GIVEN PASSAGE
= Beginning of Section =
Saturday, January 2, 2010

places to hide

So Melissa tells me in the comment below that you can take any medicine as a suppository. This gives rise to all kinds of passive-aggressive ideas for how my gladiator wife can help out, doesn't it?

Laura and I set out at 8:00 this morning to get haircuts. This was to be stage 2 in my gradually shortening mop. I am reminding myself of those dolls that other girls owned when I was a kid. I wasn't a Barbie-type doll owner, and here I will pause while that shock sinks in. This doll had hair you could pull out when you wanted her to have long (blond) hair, and then somehow push back in when you wanted her to have short (blond) hair. In our day, that feature was high-tech, an astounding feat of creativity and manufacturing genius.

Anyway, still suffering from limited brain space, Laura and I drove to West Hartford early this morning and waited for the salon to open up. We waited a long time, well past our appointments, and the place was still dark. "Wow," we said between sips of Starbucks coffee, "this is really bad business." Turns out that Laura had scheduled our appointments at a different salon, one right near home. One that actually opens on Saturday morning. We were way late.

This is the kind of thing that my parents would have put in their "Accident Book," where for many years they recorded life's little mishaps and snafus, to later remind themselves of the humor in events that may have been annoying in the moment. It is worth noting that they ended up filling about a dozen accident books. My parents were big on flaky mishaps.
= End of Section =
GIVEN RECORDS
= Beginning of Section =
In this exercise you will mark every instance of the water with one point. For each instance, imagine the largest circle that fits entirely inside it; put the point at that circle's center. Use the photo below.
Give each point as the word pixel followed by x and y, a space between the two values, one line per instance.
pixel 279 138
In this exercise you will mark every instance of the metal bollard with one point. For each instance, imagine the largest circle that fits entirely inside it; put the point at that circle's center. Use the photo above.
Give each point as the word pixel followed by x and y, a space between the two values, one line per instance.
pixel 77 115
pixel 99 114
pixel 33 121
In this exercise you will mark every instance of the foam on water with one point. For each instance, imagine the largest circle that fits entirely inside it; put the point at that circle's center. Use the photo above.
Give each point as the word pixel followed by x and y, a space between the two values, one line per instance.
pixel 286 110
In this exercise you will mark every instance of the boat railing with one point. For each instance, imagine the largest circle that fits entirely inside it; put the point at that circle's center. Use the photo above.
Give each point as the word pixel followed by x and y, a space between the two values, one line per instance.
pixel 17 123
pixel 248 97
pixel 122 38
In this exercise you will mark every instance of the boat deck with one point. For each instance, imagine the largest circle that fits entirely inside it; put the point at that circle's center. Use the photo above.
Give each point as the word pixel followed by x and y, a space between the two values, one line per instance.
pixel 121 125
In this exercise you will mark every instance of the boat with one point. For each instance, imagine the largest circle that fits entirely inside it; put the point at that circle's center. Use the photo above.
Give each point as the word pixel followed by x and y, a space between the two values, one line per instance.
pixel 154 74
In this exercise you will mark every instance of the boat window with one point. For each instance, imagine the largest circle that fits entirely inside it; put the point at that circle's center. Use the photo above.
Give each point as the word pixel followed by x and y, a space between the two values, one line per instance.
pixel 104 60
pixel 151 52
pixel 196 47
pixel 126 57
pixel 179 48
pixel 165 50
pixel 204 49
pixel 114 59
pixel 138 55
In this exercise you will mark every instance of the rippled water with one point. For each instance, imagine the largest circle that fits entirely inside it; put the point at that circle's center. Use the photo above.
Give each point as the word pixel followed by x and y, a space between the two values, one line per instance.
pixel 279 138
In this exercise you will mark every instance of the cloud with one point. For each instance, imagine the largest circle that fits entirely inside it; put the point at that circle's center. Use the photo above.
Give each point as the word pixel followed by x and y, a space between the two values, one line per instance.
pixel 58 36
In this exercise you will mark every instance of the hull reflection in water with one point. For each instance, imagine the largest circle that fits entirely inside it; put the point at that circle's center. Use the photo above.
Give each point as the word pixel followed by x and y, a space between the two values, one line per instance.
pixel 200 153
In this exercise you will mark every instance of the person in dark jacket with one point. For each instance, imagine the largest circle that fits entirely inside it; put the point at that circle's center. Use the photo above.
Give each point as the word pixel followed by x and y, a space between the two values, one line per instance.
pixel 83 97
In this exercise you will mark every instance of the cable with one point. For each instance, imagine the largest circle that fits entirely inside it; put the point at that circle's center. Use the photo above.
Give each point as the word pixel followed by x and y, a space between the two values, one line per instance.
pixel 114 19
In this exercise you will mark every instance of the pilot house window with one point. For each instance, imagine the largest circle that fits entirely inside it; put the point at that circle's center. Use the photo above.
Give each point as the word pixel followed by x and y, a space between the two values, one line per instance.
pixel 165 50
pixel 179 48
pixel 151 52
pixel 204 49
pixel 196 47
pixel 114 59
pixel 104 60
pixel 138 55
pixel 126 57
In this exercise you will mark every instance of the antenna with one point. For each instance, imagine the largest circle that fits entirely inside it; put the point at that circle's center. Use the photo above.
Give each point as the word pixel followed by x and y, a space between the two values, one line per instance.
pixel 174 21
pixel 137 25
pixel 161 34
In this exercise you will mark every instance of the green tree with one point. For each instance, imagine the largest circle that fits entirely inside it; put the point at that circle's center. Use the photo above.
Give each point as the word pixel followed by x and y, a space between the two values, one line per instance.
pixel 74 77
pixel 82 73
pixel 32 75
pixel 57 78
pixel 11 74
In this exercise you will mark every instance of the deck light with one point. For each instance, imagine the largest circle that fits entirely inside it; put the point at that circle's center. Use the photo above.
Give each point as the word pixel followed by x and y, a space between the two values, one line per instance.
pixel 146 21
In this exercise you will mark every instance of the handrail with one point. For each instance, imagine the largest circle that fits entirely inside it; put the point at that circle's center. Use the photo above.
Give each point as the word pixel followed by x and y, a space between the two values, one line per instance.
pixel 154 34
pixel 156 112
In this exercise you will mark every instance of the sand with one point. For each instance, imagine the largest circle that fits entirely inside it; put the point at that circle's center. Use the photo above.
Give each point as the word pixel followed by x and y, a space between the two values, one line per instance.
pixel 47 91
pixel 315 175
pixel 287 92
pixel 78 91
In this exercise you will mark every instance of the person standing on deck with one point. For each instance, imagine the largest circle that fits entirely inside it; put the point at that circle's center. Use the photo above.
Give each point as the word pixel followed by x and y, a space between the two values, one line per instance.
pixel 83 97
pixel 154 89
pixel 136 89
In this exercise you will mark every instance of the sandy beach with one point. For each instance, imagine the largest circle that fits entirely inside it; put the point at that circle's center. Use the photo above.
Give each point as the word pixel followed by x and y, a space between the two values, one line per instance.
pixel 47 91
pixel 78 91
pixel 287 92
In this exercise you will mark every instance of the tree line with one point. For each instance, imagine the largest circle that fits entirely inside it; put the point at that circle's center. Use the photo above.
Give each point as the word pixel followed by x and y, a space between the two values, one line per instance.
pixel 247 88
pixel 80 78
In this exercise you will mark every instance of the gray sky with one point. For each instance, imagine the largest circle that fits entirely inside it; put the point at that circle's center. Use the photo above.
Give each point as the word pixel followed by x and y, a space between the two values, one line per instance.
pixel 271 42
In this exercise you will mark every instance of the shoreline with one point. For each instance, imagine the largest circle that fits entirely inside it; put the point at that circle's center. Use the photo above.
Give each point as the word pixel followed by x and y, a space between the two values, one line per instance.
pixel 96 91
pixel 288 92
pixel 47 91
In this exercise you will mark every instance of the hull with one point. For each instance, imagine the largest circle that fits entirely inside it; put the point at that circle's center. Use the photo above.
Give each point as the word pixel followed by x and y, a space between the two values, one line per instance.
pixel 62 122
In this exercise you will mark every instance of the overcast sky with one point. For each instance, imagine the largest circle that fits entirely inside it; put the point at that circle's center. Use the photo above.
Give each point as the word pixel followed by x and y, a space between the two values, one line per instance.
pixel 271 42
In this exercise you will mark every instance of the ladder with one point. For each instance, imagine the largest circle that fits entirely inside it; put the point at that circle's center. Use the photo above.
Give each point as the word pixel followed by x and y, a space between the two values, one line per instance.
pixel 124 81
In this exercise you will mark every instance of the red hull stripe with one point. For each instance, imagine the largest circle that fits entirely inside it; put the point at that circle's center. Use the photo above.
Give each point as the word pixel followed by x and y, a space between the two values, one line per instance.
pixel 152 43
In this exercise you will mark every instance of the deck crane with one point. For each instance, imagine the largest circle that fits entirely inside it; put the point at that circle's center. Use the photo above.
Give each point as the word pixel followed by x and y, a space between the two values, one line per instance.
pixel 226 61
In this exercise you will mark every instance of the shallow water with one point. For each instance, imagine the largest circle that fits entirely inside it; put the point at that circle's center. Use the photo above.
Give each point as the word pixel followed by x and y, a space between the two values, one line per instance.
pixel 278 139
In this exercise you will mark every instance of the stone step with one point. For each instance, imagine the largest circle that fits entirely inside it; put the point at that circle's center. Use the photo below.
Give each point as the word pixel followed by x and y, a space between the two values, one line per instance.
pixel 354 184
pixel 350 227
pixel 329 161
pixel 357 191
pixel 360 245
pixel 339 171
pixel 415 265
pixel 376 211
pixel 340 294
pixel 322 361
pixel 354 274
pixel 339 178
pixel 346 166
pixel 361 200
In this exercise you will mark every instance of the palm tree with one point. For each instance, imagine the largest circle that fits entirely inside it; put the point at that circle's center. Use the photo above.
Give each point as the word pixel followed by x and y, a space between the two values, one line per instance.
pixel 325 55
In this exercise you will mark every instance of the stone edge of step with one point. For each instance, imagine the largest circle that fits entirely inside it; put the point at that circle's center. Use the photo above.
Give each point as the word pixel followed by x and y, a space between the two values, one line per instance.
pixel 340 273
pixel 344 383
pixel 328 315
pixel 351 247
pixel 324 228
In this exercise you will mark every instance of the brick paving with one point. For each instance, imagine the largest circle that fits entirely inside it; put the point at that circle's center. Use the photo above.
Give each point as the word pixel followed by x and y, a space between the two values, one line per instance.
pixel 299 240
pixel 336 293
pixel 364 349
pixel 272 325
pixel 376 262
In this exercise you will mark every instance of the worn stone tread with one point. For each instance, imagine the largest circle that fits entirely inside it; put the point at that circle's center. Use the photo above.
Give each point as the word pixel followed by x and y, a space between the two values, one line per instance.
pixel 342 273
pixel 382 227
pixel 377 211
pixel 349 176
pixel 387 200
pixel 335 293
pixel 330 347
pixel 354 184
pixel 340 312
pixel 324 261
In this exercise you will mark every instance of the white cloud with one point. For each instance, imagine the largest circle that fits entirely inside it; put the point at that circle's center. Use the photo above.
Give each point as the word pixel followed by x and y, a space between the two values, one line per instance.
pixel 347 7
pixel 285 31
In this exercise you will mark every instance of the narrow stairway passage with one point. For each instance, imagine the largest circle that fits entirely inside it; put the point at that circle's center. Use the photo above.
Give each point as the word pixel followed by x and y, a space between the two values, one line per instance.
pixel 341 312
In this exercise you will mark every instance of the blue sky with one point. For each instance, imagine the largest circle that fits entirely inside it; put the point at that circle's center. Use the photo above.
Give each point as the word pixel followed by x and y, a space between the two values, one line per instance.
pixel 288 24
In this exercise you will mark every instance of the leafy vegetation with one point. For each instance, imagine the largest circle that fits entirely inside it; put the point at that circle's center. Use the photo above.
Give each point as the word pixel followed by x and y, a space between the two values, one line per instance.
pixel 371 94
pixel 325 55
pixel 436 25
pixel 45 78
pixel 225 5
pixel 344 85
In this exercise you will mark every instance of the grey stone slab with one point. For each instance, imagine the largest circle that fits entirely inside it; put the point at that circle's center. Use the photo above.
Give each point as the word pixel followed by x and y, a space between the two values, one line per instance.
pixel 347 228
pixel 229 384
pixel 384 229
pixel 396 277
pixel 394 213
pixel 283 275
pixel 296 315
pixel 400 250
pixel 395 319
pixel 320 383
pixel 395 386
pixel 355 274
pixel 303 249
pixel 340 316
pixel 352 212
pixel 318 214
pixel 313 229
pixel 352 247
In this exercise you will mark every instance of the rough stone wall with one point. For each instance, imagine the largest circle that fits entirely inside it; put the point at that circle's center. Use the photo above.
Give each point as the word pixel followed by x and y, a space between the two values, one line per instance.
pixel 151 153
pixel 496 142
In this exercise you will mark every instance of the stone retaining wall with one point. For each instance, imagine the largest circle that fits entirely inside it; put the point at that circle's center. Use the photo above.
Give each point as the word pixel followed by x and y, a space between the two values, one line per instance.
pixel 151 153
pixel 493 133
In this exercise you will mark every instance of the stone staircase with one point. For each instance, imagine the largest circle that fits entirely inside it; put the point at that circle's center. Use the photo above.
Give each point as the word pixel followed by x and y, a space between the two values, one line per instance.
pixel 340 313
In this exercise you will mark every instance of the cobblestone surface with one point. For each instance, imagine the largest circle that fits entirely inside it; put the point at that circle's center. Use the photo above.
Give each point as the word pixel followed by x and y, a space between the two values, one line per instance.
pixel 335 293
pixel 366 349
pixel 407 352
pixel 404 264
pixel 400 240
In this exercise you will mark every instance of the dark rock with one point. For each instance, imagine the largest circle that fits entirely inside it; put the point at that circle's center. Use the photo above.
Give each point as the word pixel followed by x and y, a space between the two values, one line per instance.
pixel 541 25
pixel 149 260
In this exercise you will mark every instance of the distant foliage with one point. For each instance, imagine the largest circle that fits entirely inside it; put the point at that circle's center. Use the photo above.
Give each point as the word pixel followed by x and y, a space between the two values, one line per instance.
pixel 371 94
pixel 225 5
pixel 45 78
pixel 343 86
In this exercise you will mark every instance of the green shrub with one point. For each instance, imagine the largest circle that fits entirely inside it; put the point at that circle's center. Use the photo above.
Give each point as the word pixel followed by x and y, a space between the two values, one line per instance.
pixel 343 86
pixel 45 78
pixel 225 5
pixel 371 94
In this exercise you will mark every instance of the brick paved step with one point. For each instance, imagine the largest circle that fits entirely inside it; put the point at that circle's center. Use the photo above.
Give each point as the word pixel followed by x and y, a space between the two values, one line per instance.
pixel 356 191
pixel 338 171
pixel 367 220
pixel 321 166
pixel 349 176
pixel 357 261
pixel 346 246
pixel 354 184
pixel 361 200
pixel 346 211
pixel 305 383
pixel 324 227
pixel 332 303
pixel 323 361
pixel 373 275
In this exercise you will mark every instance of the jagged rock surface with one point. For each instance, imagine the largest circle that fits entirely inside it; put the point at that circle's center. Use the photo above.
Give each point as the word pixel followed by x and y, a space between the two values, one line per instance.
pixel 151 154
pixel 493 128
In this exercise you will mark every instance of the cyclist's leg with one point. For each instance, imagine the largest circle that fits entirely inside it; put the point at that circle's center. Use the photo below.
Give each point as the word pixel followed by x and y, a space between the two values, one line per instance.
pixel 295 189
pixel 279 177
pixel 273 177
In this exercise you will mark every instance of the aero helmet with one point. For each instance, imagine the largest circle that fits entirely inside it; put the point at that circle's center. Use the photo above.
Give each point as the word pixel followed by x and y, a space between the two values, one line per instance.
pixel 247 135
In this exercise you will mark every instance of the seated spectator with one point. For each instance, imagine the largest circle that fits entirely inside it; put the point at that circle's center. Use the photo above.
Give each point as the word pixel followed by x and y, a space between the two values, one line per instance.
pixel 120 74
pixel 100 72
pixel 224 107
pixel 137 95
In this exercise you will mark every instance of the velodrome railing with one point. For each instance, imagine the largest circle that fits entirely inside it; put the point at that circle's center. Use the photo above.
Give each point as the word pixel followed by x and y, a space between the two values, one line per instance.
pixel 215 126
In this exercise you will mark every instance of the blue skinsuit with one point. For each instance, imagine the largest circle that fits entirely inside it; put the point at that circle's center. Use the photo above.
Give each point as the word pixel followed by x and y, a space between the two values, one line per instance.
= End of Section =
TASKS FOR THIS EXERCISE
A - From the blog entry about the haircut outing, extract the passage starting at "Laura and I set" and ending at "and manufacturing genius.".
B - Continue the blog entry about the haircut outing and the parents' accident books from the point where it stops.

ANSWERS BY ITEM NUMBER
A -
Laura and I set out at 8:00 this morning to get haircuts. This was to be stage 2 in my gradually shortening mop. I am reminding myself of those dolls that other girls owned when I was a kid. I wasn't a Barbie-type doll owner, and here I will pause while that shock sinks in. This doll had hair you could pull out when you wanted her to have long (blond) hair, and then somehow push back in when you wanted her to have short (blond) hair. In our day, that feature was high-tech, an astounding feat of creativity and manufacturing genius.

B -
Yesterday La and I walked over to our friend (an oncology surgeon) Jim's house, just as we did a few days before surgery. I needed to hear Jim say that I am doing the right thing. Before surgery, I wrote down what I wanted him to say, and he did it for me: "If you don't do this surgery, the cancer will spread and it will kill you." I felt so much better hearing that, having that clarity. And yesterday was the same: "Though this is a very aggressive regimen, given your pathology report, this is what I would do in your place. This is what my colleagues would have you do. This is what I would have my wife or my daughter do." That is what I needed to hear. Seeing Jim has each time been like a last parachute check, a straight-in-the-eye talk reminding me that the plane is on fire, then a shove.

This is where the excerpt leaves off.